Tareas requeridas:
1 – Según el artículo sobre parlantes y amplificadores, ¿de qué potencia es el amplificador de Razorback?
2 – Enumera todos los valores de resistencia total que, según Dano en el artículo sobre parlantes y amplificadores, puede requerir un amplificador.
3 – Prosigue el artículo sobre parlantes y amplificadores a partir de su último mensaje.

Artículo:
* * *
# Cuantos parlantes soporta una potencia o amplificador?



## Razorback (Sep 23, 2007)

*Hola*, tengo que conectar una suerte de musica funcional casera y tengo para ello una potencia de 50+50w RMS, mi duda es la siguiente: cuantos parlantes le puedo cargar a cada canal?, respetando por supuesto la impedancia y potencia de salida del amplificador.

Un ejemplo de esto dería: conectar 5 parlantes de 10w en serie y paralelo hasta obtener 4Ohm, entonces 5 parlantes a 10w cada uno = 50w., es correcto? Alguien por favor que me de una mano. Salu2


----------



## Fogonazo (Sep 23, 2007)

Numeros Impares NO
Cuatro parlantes, dos para lelos de 2 en serie = 8 Ohms
Ocho parlantes, cuatro paralelos de 2 en serie = 4  Ohms


----------



## Razorback (Sep 23, 2007)

Sería mucho pedir un diagrama.please, otra cosa, el ejemplo que me diste es con parlantes de 8 Ohms, verdad?


----------



## Dano (Sep 23, 2007)

La cantidad de parlantes que le coloques a cada canal no es el problema, el problema está en la resistencia total de los parlantes, que dependiendo del amplificador puede ser de 8, 6, 4 o 2 Ohms. 

Saludos


----------



## Razorback (Sep 23, 2007)

Ok, entonces respetando la impedancia final de la suma total de los parlantes y la potencia (siempre que la cantidad de parlantes se par) puedo conectarlos sin problemas y sin riesgos de dañar los parlantes o el amplificador.
* * *
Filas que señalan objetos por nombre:
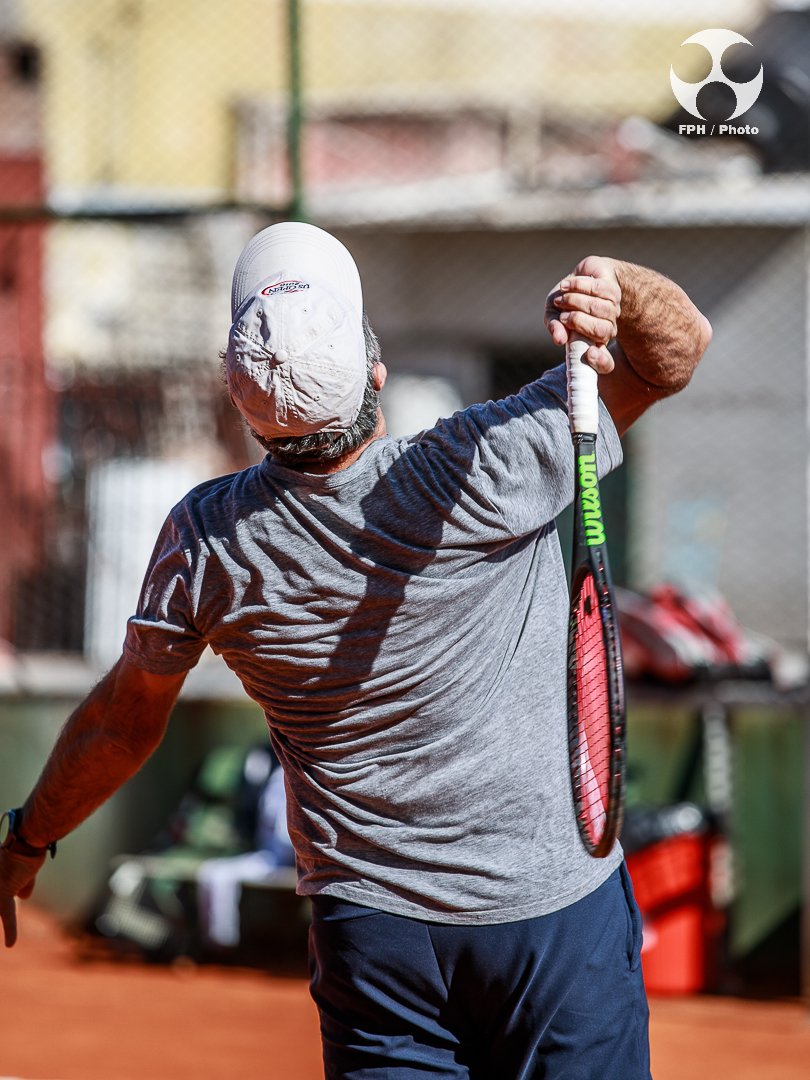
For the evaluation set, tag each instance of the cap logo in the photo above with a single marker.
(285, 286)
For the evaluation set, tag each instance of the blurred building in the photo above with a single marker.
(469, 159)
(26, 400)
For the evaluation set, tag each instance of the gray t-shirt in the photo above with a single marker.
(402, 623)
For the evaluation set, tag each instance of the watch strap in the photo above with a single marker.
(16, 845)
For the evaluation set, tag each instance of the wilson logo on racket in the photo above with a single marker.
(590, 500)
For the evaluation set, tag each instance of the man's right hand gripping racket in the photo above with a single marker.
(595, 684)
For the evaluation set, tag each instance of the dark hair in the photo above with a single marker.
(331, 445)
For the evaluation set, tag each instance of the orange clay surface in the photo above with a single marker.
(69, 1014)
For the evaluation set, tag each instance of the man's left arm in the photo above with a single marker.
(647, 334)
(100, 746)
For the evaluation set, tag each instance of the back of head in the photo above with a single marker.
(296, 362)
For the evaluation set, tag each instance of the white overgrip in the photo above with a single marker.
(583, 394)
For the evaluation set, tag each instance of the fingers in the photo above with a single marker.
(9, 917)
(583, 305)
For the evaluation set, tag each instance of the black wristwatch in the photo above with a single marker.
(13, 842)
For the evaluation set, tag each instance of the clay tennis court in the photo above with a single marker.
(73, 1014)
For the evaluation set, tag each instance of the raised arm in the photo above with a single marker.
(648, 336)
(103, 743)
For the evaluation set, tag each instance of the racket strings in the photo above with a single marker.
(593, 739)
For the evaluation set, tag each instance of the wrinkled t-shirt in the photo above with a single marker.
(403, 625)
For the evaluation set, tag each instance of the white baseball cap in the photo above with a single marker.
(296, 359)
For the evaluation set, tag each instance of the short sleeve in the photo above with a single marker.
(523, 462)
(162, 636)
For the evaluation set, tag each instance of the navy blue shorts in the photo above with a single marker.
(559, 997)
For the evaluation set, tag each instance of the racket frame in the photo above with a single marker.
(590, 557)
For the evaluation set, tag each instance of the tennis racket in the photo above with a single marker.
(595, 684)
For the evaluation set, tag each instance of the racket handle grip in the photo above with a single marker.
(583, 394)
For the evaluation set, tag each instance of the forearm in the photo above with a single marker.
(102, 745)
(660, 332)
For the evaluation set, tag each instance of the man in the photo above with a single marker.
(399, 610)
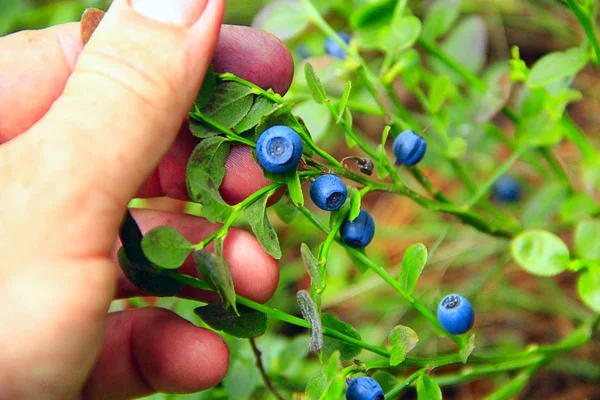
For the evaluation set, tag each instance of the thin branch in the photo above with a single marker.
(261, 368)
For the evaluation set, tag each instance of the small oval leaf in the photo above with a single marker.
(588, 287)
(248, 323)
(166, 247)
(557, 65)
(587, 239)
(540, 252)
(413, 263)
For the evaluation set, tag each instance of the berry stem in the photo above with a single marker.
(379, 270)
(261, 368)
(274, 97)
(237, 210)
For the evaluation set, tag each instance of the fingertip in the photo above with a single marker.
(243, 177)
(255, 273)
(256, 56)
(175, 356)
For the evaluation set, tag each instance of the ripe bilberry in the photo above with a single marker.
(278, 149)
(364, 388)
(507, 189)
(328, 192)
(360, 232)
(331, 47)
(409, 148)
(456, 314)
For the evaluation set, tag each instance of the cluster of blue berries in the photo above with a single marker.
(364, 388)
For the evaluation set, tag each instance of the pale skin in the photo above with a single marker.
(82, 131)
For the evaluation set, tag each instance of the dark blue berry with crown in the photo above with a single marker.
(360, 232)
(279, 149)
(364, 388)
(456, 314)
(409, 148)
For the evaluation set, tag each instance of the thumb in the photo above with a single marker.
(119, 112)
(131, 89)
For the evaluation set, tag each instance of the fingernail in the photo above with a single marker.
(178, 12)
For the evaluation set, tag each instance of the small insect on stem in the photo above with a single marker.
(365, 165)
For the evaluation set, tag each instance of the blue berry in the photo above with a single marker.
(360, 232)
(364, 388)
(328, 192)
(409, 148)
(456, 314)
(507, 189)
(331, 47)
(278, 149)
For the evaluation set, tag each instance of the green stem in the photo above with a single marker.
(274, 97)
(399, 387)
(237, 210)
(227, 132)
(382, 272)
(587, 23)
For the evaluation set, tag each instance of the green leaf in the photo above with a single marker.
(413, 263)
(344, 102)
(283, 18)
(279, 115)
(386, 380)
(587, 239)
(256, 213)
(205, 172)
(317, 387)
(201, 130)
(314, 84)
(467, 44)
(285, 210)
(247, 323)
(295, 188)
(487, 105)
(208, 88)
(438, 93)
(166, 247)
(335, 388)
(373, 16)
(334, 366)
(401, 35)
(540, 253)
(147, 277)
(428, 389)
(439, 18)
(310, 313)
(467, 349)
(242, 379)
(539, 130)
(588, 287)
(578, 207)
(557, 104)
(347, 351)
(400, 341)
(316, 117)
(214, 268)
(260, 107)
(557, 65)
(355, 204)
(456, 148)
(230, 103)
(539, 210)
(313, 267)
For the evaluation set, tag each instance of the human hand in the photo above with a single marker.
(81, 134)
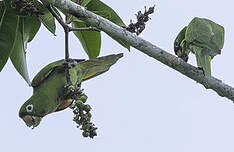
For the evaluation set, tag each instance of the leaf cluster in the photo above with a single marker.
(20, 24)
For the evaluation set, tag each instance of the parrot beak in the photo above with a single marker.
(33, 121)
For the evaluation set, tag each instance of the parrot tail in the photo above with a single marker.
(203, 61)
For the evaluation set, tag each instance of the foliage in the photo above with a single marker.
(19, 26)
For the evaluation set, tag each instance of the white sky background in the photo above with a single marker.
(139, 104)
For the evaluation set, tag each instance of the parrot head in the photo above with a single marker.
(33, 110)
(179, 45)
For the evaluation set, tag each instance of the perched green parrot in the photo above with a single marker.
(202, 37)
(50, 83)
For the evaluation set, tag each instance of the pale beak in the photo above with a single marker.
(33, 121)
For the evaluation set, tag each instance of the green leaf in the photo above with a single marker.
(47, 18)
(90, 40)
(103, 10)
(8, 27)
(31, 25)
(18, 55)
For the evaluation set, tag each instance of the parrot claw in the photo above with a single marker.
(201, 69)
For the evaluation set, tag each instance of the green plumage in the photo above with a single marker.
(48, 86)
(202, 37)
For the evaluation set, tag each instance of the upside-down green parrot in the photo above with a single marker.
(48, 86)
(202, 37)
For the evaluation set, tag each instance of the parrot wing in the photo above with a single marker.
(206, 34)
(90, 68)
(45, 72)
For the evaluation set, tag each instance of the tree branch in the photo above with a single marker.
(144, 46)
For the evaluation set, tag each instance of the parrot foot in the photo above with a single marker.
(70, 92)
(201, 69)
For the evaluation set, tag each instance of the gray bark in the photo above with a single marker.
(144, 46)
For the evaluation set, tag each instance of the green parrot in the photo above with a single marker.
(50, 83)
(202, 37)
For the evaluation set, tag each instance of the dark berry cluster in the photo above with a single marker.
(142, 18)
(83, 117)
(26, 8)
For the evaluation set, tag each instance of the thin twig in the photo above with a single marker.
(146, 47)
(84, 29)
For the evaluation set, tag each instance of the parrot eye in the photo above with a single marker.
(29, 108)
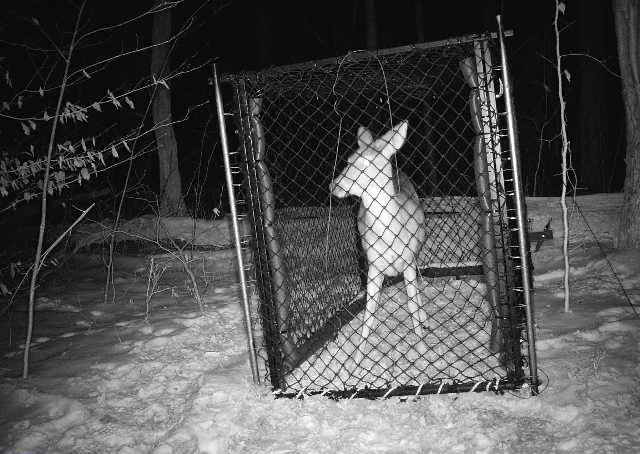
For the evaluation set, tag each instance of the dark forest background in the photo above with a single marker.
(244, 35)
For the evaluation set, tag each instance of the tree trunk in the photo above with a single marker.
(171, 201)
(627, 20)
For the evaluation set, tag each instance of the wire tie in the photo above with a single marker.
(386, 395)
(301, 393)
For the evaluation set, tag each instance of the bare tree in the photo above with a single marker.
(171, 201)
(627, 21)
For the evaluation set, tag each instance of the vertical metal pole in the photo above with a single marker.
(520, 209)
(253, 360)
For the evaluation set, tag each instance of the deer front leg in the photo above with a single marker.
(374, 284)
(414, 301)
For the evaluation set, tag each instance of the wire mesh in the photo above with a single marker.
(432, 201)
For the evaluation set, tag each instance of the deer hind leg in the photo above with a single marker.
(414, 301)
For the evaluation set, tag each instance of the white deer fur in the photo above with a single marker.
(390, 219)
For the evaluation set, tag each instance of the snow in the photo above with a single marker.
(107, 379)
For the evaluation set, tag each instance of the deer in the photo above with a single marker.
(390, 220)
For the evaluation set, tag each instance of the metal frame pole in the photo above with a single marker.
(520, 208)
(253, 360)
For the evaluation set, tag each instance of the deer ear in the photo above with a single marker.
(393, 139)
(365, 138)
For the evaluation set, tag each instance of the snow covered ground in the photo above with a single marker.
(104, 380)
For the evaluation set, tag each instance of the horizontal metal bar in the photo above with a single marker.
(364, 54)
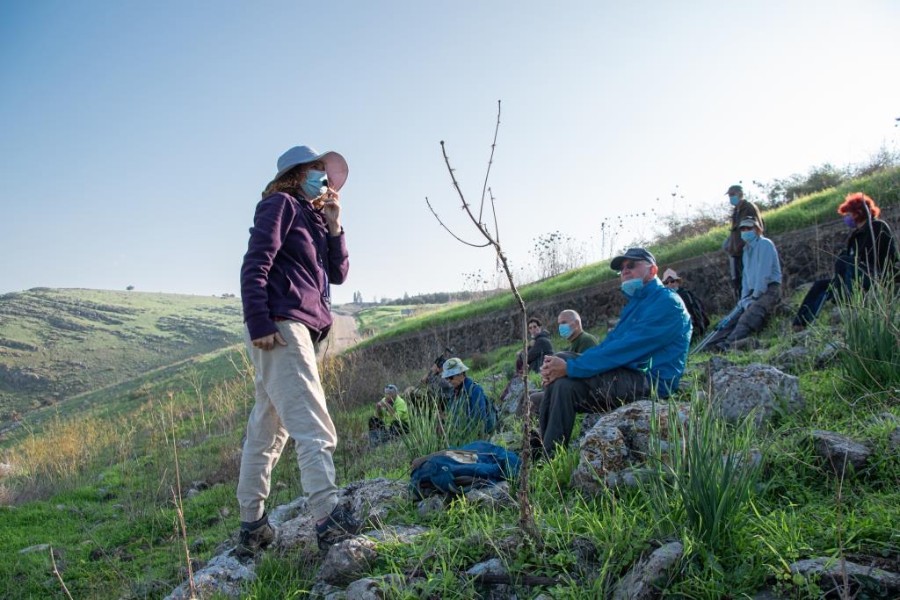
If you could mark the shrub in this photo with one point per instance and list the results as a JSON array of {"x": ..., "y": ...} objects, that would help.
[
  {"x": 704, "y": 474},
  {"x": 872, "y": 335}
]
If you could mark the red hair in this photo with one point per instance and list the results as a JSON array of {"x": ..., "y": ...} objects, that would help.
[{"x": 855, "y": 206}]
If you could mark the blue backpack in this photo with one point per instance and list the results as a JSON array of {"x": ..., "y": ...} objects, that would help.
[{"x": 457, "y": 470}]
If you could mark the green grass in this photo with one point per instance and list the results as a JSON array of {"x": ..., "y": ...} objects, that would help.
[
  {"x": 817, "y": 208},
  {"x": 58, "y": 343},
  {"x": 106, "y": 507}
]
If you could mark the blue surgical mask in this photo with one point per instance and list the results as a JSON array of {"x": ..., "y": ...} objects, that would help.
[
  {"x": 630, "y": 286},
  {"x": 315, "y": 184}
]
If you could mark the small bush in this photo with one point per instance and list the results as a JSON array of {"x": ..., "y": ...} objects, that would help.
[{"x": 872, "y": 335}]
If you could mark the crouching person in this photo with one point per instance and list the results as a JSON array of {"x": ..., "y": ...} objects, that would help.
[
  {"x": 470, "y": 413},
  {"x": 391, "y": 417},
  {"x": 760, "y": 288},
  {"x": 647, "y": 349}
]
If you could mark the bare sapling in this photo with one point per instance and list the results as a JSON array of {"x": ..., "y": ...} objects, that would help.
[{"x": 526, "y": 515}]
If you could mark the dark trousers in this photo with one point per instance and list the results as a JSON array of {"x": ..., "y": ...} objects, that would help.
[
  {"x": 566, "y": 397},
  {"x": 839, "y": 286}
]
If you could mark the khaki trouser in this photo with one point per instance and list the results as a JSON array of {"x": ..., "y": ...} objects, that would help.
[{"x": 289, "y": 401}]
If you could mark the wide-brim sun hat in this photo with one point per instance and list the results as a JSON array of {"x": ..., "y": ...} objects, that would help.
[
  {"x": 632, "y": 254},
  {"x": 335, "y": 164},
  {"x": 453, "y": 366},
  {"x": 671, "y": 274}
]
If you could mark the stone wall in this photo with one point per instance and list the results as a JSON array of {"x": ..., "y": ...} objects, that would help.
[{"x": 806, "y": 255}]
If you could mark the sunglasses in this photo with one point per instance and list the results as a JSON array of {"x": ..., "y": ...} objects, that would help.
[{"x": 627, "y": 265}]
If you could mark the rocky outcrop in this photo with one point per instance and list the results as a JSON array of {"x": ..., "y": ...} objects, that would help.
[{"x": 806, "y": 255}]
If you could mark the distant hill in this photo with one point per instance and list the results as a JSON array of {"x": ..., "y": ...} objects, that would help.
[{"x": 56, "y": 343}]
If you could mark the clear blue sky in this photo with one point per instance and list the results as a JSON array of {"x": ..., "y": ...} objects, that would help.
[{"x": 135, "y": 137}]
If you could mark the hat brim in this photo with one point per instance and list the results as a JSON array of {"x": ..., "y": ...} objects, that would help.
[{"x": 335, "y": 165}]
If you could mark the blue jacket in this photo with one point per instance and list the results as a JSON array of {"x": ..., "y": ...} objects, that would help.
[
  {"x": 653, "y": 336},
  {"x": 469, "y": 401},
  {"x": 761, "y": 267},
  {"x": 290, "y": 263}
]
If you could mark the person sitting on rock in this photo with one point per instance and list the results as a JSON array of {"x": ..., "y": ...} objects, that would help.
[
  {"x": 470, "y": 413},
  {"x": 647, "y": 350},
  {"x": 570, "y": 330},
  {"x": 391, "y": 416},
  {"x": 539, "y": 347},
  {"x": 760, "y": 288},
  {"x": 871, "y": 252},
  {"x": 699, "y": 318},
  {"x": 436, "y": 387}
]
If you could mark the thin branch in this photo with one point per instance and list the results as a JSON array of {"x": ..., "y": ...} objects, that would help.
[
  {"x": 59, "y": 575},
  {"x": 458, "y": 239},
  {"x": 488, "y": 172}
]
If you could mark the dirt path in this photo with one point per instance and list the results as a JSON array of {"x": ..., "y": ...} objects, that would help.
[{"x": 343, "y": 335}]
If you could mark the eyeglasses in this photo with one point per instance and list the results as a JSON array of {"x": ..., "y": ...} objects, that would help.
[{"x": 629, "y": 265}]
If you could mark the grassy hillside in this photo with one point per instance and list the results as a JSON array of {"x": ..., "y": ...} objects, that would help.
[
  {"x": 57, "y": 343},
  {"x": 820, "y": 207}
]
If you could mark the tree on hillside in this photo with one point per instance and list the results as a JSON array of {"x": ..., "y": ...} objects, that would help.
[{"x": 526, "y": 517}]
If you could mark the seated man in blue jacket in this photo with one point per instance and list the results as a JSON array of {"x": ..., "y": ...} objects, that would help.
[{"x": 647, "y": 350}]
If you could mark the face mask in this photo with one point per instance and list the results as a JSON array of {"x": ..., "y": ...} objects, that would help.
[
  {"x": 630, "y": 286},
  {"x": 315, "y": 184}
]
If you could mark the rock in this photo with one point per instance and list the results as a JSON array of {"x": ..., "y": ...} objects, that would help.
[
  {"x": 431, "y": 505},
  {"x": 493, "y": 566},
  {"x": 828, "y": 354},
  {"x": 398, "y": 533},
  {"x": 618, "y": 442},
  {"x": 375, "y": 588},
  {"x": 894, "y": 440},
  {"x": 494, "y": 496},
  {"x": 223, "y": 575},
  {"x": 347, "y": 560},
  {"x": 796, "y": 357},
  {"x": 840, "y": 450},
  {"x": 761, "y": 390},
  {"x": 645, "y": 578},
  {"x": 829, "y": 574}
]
* * *
Respuestas por tarea:
1 – De 50+50 W RMS.

2 – 8 Ohms, 6 Ohms, 4 Ohms y 2 Ohms.

3 –
Ahora saquenme de una duda, en cuanto a la potencia final del los parlantes conectados. Es lo mismo conectarlos en serie que en paralelo, es decir la potencia final sumada va a ser la misma?

Ejemplo independientemente de la impedancia final:
- si conecto en serie dos parlantes de 50RMS y 4 Ohms, la impedancia final sera de 8 Ohms y la potencia de cuanto será?
-si conecto en paralelo dos parlantes de 50RMS y 4 Ohm, la impedancia final sera de 2 Ohms y la potencia de cuanto será?
Muchas gracias y disculpen el juego de palabras.


----------



## Fogonazo (Sep 24, 2007)

> - si conecto en serie dos parlantes de 50RMS y 4 Ohms, la impedancia final sera de 8 Ohms y la potencia de cuanto será?



La impedancia y la potencia se duplica: 8Ohms y 100W




> -si conecto en paralelo dos parlantes de 50RMS y 4 Ohm, la impedancia final sera de 2 Ohms y la potencia de cuanto será?



La impedancia se redujo a la mitad, 2 Ohms, la potencia se duplica 100W


ESTAMOS HABLANDO de la potencia que puede manejar el conjunto de parlantes.


----------



## rvilla (Sep 24, 2007)

Primero ve las especificaciones del equipo, normalmente dice Por ejemplo a 4ohms 50W,
especifica a 8 ohms 25W.
esos te sirve para saber la potencia final.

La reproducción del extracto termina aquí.